◆ What needs to be done ◆
Replace "navy blue" with "dark blue" in the part of the data that opens with the line containing "(157,249) (no space after the comma)." and closes at the end of the data. Give those lines again with nothing else changed.

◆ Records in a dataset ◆

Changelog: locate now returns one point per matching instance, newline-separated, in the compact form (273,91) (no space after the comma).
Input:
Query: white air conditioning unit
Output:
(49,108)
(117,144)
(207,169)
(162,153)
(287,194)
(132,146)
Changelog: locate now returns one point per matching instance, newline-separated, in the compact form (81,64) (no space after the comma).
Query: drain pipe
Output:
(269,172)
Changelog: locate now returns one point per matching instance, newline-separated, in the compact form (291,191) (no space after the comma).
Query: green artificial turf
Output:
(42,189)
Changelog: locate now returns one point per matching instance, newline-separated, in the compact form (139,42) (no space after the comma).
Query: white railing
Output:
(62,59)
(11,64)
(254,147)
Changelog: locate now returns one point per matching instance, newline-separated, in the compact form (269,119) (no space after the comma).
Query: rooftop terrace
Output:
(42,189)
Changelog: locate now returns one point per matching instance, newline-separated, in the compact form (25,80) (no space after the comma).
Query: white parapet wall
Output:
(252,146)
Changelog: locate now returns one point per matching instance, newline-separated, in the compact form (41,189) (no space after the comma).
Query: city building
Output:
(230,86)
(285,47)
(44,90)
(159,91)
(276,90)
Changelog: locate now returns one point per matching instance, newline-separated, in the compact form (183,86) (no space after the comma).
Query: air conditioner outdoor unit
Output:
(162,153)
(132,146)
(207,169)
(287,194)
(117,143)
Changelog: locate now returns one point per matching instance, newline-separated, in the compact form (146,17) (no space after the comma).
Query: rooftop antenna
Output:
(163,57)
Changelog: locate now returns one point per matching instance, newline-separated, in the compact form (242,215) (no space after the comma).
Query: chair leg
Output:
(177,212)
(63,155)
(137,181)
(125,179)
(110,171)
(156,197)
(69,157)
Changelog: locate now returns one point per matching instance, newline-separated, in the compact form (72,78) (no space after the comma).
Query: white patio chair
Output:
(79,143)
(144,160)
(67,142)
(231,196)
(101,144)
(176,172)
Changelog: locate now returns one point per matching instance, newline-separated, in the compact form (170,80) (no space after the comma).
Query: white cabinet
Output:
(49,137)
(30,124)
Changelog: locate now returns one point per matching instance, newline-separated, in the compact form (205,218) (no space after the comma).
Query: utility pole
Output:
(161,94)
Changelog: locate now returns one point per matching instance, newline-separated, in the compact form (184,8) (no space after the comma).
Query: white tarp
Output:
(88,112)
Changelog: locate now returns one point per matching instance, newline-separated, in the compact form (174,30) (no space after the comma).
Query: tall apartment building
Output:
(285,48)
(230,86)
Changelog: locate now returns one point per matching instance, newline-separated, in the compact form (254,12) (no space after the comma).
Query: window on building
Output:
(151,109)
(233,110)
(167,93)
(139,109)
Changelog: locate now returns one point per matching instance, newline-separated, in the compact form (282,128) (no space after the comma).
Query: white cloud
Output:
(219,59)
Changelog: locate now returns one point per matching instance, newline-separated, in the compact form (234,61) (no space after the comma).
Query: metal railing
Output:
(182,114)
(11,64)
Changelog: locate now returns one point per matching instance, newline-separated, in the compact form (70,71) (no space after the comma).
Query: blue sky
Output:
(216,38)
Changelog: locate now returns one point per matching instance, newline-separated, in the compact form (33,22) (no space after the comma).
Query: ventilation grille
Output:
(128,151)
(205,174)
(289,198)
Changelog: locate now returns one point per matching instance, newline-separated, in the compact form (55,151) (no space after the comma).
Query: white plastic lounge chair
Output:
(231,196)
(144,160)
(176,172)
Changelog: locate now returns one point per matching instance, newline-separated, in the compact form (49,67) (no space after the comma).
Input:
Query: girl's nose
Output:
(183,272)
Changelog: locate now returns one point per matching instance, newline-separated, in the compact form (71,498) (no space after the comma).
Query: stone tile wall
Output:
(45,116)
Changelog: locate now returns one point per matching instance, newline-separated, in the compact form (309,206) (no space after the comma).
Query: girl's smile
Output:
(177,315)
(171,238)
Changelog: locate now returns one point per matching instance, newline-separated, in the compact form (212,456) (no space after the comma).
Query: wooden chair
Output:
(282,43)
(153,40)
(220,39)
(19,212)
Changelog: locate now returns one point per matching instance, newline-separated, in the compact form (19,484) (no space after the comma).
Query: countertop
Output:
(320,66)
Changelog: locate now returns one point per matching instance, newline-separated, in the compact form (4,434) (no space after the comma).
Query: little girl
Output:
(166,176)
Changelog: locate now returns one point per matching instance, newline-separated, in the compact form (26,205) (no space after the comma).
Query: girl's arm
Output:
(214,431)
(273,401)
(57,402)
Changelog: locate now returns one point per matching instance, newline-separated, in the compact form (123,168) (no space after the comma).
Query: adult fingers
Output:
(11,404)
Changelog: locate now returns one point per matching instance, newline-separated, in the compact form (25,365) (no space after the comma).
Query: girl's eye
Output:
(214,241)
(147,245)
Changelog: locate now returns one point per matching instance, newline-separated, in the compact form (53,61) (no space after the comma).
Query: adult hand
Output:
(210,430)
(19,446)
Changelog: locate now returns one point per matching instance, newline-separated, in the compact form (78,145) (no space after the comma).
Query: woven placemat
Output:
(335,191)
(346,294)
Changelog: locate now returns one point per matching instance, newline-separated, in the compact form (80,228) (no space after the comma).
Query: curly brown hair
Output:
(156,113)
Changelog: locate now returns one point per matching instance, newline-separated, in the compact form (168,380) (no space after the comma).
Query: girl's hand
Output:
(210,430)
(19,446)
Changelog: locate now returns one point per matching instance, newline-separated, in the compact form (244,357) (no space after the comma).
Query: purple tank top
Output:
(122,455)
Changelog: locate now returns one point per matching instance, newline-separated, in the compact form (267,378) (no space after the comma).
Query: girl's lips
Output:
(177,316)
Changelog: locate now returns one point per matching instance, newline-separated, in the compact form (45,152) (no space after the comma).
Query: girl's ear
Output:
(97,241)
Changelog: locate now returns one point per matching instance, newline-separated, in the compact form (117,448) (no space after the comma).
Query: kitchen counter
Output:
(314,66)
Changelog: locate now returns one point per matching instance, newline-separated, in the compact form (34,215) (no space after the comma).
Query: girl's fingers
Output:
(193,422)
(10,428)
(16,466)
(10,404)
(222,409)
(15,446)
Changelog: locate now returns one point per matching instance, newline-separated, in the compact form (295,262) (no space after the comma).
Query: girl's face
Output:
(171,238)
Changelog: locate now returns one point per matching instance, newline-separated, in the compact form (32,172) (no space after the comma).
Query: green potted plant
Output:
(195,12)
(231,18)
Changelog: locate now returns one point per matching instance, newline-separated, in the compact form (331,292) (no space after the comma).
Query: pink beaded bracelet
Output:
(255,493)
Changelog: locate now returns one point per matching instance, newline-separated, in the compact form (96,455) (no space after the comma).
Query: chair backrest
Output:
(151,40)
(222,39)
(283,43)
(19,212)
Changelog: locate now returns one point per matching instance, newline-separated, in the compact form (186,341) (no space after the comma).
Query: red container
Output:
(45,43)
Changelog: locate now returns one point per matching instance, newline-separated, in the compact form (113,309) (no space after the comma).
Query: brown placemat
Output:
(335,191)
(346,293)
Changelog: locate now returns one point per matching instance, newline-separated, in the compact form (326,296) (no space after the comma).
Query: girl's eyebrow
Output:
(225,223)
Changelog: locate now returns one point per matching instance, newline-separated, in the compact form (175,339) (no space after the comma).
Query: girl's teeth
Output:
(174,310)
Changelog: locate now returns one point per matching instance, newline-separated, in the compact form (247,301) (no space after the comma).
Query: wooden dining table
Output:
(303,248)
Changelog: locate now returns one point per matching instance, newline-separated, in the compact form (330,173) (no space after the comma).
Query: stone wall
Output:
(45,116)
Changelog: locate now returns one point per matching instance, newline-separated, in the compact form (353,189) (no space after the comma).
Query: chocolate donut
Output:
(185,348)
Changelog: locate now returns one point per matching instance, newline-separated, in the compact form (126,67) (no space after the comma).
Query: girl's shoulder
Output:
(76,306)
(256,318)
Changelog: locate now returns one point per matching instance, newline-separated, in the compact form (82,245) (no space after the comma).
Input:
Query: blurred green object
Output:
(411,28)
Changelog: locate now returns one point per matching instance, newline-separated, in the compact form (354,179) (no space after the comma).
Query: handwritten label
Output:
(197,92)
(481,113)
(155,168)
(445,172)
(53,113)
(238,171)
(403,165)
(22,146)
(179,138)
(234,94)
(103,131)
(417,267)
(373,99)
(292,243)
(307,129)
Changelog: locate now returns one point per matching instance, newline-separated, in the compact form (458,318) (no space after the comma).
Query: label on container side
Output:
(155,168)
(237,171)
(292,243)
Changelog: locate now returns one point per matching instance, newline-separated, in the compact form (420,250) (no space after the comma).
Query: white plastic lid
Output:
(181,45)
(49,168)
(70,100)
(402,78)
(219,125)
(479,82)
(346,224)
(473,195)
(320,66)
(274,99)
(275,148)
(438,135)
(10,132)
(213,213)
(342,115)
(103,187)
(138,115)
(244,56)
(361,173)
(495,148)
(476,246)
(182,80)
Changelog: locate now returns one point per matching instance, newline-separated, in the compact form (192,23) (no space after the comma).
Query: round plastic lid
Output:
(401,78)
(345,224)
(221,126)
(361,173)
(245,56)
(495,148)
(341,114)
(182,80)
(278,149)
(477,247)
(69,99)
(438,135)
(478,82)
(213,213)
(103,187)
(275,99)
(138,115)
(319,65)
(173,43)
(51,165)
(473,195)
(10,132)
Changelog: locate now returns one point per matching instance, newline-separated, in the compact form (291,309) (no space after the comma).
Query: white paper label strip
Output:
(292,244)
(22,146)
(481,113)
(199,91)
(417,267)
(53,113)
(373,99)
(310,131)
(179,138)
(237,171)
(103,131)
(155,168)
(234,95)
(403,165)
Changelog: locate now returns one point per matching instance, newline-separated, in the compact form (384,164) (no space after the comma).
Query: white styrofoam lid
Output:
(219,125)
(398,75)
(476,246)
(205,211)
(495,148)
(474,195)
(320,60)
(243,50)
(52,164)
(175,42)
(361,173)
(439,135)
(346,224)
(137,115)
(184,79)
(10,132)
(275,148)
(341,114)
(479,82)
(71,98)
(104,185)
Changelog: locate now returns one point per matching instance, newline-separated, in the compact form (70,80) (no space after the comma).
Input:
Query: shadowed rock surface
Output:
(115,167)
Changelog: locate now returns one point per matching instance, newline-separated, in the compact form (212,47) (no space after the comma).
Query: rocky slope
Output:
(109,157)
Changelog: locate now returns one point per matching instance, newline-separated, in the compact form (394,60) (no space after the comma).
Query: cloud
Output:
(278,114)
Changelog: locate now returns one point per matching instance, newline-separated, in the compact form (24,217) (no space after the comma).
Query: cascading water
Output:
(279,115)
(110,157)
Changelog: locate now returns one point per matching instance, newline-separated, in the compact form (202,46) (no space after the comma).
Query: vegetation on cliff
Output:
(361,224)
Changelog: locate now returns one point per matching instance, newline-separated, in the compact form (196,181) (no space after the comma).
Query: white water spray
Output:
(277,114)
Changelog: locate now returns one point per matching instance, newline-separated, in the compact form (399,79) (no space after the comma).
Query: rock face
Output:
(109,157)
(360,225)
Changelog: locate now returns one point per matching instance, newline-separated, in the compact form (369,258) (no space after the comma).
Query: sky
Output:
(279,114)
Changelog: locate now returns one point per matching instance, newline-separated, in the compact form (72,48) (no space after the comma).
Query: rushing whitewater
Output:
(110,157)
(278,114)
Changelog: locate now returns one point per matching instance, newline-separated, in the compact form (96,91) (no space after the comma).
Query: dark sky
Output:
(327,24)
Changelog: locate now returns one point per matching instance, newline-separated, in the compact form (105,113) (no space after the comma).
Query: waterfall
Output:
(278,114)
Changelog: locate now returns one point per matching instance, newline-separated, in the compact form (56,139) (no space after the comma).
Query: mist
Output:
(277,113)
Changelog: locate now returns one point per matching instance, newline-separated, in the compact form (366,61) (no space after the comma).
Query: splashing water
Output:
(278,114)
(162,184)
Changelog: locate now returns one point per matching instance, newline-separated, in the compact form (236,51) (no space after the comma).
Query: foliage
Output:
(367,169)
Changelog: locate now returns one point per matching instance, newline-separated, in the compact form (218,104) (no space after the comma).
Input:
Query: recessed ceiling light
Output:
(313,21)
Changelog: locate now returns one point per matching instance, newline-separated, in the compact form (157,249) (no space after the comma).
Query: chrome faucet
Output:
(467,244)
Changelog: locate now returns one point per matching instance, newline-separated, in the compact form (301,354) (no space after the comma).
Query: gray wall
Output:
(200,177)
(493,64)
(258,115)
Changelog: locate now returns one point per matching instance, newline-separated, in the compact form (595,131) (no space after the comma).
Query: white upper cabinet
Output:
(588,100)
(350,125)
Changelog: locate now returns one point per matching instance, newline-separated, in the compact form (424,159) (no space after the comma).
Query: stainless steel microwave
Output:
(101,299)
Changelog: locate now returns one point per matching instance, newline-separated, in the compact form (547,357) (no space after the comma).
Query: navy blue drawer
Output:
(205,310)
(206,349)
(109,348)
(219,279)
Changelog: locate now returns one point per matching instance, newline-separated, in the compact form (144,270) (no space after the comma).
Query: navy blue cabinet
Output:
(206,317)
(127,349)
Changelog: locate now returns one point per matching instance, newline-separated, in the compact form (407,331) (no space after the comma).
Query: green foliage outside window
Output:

◆ Solution ◆
Changelog: locate now returns one point per matching instance, newline-separated, in the compact form (157,249) (no space after the comma).
Query: chrome faucet
Output:
(467,244)
Changelog: locate now returns one point per matching instance, newline-separated, in the compact form (301,354) (no space after the comma).
Query: gray wall
Output:
(200,177)
(493,64)
(258,115)
Changelog: locate now returns one point per matching instance, newline-separated, in the compact form (595,131) (no space after the comma).
Query: white upper cabinet
Output:
(588,100)
(350,125)
Changelog: locate now returns one point per matching instance, newline-separated, in the compact form (424,159) (no space after the comma).
Query: stainless steel microwave
Output:
(101,299)
Changelog: locate now returns one point per matching instance, newline-separated, in the compact form (547,357) (no space after the comma).
Query: dark blue drawer
Output:
(205,310)
(206,349)
(109,348)
(219,279)
Changelog: locate now returns one point per matching instance, newline-separated, in the compact form (144,270) (no space after the comma).
Query: dark blue cabinet
Output:
(206,317)
(127,349)
Changelog: locate now returns one point per matching instance, newline-separated, in the compact form (407,331) (no space after the comma).
Query: green foliage outside window
Output:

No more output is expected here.